··· The records
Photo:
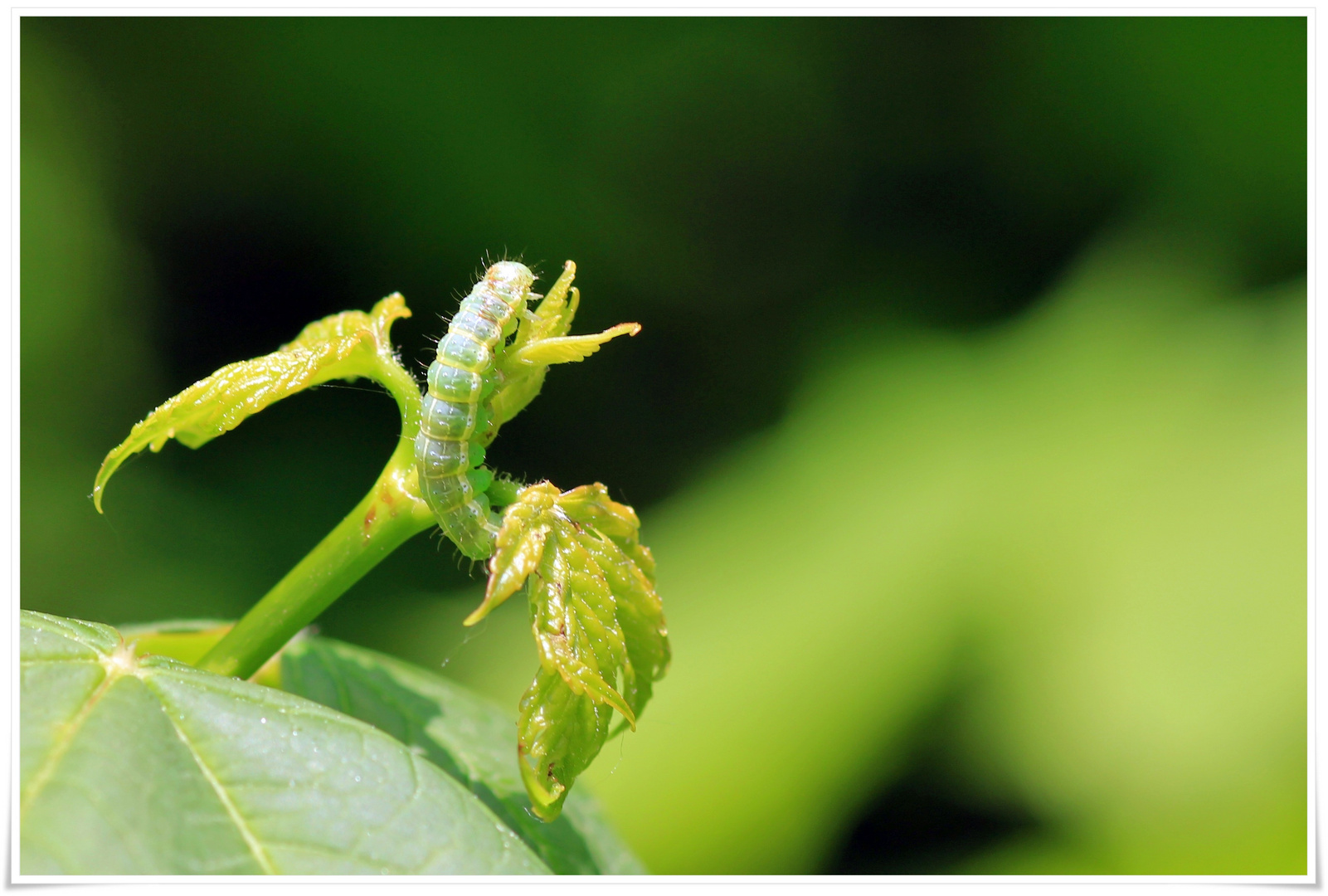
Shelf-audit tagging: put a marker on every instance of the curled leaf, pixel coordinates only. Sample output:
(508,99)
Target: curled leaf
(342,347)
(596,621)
······
··· The records
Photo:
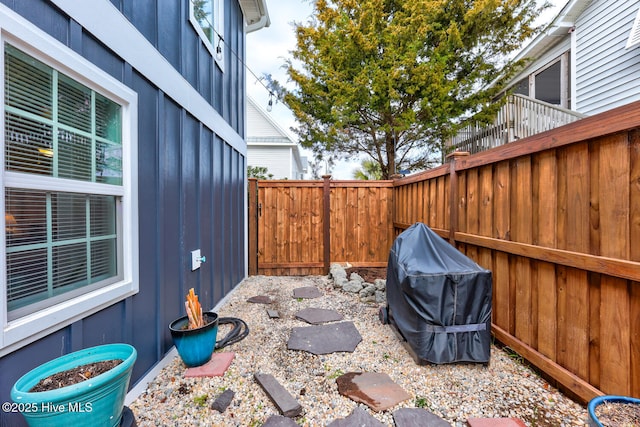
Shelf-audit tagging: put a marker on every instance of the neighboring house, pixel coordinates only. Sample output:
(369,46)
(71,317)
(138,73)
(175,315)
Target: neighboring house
······
# Instructions for the task
A complete answer lists each line of the data that holds the word "output".

# Response to the exercise
Shelf-audit tagging: put a marker on every instance of the curled leaf, pixel coordinates only. Sample output:
Shelf-audit tagging: put a marker on every instance of the neighboring house, pixel coordinates only. Sample output:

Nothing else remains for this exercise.